■ Work to be completed
Reproduce the records below line for line, with no changes.
Begin Materials provided
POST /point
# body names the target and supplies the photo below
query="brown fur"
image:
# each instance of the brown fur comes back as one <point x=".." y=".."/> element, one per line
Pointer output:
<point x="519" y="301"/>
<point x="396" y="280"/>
End Materials provided
■ Solution to this task
POST /point
# body names the target and supplies the photo below
query="brown fur"
image:
# each instance of the brown fur comes back as one <point x=".." y=".."/> element, one per line
Pointer output:
<point x="519" y="301"/>
<point x="396" y="280"/>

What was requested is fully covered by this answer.